» YOUR INSTRUCTIONS
Keep only those lines of the records that include the string "picture".

:: MATERIAL SUPPLIED ::

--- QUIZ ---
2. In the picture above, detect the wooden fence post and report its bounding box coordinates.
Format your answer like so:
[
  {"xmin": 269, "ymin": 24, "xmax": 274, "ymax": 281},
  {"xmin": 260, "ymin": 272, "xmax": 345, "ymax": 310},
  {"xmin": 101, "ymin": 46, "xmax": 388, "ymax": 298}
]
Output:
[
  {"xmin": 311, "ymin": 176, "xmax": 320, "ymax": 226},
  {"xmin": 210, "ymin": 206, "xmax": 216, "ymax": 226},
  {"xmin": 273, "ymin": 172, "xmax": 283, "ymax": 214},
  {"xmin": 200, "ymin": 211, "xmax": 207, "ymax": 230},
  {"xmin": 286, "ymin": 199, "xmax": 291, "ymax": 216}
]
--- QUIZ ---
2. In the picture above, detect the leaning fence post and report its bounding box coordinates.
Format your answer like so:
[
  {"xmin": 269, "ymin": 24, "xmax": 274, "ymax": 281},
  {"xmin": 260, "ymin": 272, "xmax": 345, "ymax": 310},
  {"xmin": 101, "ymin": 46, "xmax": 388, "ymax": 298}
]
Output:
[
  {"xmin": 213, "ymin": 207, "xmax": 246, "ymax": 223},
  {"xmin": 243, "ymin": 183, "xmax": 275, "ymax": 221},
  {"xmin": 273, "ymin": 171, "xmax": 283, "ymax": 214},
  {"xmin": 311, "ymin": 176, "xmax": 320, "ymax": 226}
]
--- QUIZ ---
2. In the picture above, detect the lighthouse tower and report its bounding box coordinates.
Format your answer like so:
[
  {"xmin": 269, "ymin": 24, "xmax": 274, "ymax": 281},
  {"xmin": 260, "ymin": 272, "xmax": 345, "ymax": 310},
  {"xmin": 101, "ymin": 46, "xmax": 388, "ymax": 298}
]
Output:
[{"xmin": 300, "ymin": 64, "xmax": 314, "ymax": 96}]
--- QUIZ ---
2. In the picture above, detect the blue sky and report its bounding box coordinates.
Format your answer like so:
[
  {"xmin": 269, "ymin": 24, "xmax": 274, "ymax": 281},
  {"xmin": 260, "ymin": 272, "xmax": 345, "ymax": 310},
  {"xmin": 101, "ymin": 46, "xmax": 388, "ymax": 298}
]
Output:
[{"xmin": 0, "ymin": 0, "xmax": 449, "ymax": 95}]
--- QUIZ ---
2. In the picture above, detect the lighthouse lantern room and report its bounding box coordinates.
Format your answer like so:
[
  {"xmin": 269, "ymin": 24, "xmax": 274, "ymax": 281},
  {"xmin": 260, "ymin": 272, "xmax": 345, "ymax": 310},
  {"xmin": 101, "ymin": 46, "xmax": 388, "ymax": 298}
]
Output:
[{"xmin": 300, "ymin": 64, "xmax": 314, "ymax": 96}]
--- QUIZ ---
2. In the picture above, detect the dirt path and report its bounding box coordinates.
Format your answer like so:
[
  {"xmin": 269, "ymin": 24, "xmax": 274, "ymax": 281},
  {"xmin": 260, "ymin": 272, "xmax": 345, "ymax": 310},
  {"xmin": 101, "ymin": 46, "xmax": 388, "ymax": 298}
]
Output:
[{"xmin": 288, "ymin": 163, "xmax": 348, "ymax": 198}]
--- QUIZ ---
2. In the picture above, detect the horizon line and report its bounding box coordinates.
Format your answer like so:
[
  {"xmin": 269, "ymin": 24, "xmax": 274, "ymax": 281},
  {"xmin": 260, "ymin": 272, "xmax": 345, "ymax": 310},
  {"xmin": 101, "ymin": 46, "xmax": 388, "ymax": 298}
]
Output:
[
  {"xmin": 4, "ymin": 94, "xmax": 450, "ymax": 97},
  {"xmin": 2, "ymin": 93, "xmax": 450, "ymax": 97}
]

:::

» SOLVED EXERCISE
2. In the picture above, detect the wooden fence post and report its bounding box coordinates.
2. In the picture above, detect the leaning fence post and report its bounding box coordinates.
2. In the picture above, detect the lighthouse tower and report its bounding box coordinates.
2. In the picture above, detect the blue sky and report its bounding box coordinates.
2. In the picture above, detect the lighthouse lantern room and report its bounding box coordinates.
2. In the picture above, detect the dirt path and report its bounding box coordinates.
2. In the picture above, detect the horizon line and report its bounding box coordinates.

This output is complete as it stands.